Document extract –
__________

We've been lucky enough to live in the same flat for more than fifteen years.
And one of the benefits of being in the same place for a long time is I finally know where the scissors are. They're where the scissors usually are. We've been here long enough for things to find a place and for the persistence of time and habit to return them to that place, more often than not. And the more often they're there the more likely they are to be there. It might not be the best place for them, but it's the place where they are.
I'm finding a similar thing happening on my phone. I use Things, for instance, as a To Do manager. I'm always trying new ones, many of them look very fine, but I seem to find Things under my thumb when I look down while To Do ing. And I'm To Do ing more and more. The tiniest thing crosses my mind and I thumb it into Things, things that I might be about to do right now, things I'm thinking about for when I get to the top of the stairs.
This pleases me. Partly because it makes me more likely do stuff, partly because it feels like an investment in a useful habit.
I feel like I'm getting more forgetful as I get older, I have no idea if I actually am, obviously, I can't be objective about it, but it's not impossible and it's certainly not going to decrease. Developing a well-worn To Do habit, in a trusted and well understood app feels like a useful hedge against increasing forgetfulness, a sort of ageing remedy, one that's digital rather than pharmaceutical, a behavioural equivalent of the scissors being where the scissors are.

__________

Using the information –
a - According to the post on habit, which app does the writer use as a To Do manager?
b - From the post on habit, copy the passage that opens with the words "I feel like" and stop after "being where the scissors are.".

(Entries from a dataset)
__________

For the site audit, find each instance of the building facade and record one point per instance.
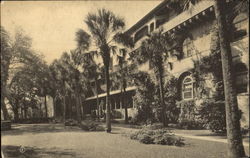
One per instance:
(196, 26)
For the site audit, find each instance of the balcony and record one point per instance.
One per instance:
(185, 17)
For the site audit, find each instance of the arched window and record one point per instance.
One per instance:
(188, 47)
(187, 88)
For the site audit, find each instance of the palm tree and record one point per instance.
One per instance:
(235, 146)
(91, 69)
(153, 49)
(106, 30)
(122, 75)
(92, 72)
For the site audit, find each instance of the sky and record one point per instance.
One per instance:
(52, 24)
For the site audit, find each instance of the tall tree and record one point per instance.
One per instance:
(6, 56)
(235, 146)
(234, 137)
(153, 49)
(91, 68)
(106, 30)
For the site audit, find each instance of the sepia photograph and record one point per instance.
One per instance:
(125, 79)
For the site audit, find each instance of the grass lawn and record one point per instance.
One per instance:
(50, 140)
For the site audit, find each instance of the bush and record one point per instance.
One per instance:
(188, 124)
(70, 122)
(34, 120)
(160, 136)
(214, 115)
(90, 126)
(189, 115)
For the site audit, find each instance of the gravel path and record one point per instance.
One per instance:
(50, 140)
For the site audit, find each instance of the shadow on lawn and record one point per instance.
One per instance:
(32, 152)
(20, 129)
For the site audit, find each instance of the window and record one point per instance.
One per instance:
(151, 27)
(241, 79)
(188, 47)
(240, 25)
(141, 33)
(187, 88)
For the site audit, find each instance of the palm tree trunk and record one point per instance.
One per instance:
(235, 146)
(97, 100)
(78, 110)
(64, 104)
(45, 106)
(3, 105)
(25, 111)
(81, 107)
(164, 118)
(15, 111)
(40, 108)
(125, 105)
(108, 110)
(54, 106)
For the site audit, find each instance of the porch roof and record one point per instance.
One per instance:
(111, 93)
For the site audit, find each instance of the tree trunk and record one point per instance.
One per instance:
(235, 146)
(16, 116)
(125, 105)
(45, 106)
(41, 111)
(97, 100)
(3, 105)
(64, 104)
(78, 109)
(81, 107)
(54, 106)
(108, 110)
(25, 112)
(164, 118)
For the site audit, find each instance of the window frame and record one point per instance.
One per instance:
(190, 91)
(187, 48)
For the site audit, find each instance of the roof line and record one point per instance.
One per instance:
(141, 21)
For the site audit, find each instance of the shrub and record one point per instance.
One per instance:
(70, 122)
(90, 126)
(214, 115)
(160, 136)
(189, 124)
(189, 115)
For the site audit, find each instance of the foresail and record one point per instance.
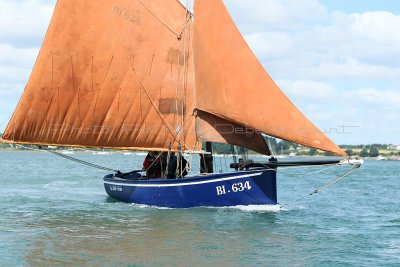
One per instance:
(232, 84)
(107, 76)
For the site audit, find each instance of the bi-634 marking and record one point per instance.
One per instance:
(236, 187)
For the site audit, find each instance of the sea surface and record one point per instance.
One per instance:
(55, 212)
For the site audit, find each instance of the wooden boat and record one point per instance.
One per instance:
(151, 75)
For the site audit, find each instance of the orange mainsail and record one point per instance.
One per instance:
(232, 84)
(134, 74)
(110, 74)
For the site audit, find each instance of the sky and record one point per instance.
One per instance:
(338, 61)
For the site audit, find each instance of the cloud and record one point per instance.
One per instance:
(338, 68)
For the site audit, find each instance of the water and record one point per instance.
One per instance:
(56, 212)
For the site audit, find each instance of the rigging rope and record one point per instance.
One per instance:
(334, 181)
(71, 158)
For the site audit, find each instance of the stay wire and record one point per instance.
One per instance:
(72, 159)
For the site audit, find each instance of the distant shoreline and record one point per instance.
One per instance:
(391, 158)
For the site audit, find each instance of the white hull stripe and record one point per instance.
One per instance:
(183, 184)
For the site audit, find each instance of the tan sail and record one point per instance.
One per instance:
(232, 84)
(107, 76)
(215, 129)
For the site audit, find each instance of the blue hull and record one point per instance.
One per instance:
(216, 190)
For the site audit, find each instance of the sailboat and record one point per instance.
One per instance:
(152, 75)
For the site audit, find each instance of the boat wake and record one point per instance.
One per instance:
(249, 208)
(259, 208)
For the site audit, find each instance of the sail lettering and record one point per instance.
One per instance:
(127, 14)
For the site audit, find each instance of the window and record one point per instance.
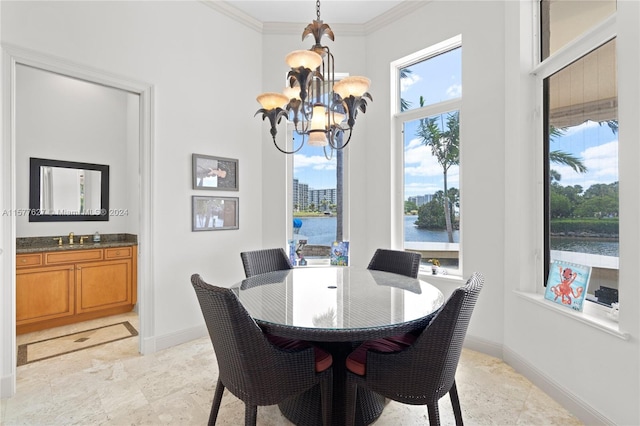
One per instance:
(581, 156)
(317, 199)
(428, 114)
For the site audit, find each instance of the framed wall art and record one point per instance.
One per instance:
(215, 173)
(214, 213)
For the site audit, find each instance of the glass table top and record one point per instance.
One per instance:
(337, 303)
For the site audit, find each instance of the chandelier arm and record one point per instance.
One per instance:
(288, 152)
(328, 157)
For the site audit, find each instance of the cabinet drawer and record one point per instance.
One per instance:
(117, 252)
(25, 260)
(54, 258)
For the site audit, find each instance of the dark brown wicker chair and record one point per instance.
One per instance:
(263, 261)
(424, 371)
(396, 261)
(250, 366)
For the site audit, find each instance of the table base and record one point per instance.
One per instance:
(305, 409)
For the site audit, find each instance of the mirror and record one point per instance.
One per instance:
(66, 191)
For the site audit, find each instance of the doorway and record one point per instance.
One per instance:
(132, 158)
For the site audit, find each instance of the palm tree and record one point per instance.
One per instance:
(405, 104)
(445, 146)
(561, 157)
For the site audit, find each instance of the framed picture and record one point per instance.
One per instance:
(567, 284)
(214, 173)
(214, 213)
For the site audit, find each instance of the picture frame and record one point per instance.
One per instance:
(567, 284)
(210, 213)
(214, 173)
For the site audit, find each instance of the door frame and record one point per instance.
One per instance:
(11, 56)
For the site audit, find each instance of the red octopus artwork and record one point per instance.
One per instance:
(564, 289)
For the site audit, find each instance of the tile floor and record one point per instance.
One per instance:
(113, 385)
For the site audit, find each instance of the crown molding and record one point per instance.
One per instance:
(404, 8)
(231, 12)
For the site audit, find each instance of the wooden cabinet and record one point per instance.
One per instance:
(62, 287)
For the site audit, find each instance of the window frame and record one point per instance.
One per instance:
(563, 57)
(398, 118)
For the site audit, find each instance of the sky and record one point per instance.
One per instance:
(597, 146)
(439, 79)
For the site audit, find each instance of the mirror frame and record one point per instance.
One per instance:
(34, 191)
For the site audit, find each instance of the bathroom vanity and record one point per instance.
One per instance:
(60, 284)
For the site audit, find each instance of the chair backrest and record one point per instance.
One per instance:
(263, 261)
(426, 370)
(396, 261)
(249, 366)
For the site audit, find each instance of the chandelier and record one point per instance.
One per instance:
(323, 110)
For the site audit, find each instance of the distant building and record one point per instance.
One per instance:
(300, 195)
(317, 196)
(421, 199)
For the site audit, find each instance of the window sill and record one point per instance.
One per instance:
(448, 278)
(593, 316)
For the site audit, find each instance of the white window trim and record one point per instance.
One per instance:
(593, 315)
(397, 119)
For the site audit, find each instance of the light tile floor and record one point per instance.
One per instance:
(113, 385)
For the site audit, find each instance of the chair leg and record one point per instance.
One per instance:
(434, 414)
(217, 399)
(455, 403)
(326, 395)
(351, 393)
(250, 414)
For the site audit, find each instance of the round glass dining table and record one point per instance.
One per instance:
(336, 308)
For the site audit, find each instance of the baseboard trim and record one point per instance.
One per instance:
(483, 346)
(563, 396)
(178, 338)
(7, 389)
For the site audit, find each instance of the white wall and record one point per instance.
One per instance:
(176, 47)
(184, 50)
(63, 118)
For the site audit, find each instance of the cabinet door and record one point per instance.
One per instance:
(44, 293)
(102, 285)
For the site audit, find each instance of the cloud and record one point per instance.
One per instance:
(454, 91)
(314, 162)
(602, 166)
(410, 80)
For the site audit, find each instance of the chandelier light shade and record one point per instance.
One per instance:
(323, 111)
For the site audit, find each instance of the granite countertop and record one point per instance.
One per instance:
(40, 244)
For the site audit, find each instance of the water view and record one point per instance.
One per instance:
(322, 231)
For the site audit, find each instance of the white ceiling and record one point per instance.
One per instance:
(301, 11)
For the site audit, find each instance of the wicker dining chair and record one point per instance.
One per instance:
(265, 260)
(257, 368)
(396, 261)
(419, 369)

__________

Results of the tasks –
a - Things

b -
I feel like I'm getting more forgetful as I get older, I have no idea if I actually am, obviously, I can't be objective about it, but it's not impossible and it's certainly not going to decrease. Developing a well-worn To Do habit, in a trusted and well understood app feels like a useful hedge against increasing forgetfulness, a sort of ageing remedy, one that's digital rather than pharmaceutical, a behavioural equivalent of the scissors being where the scissors are.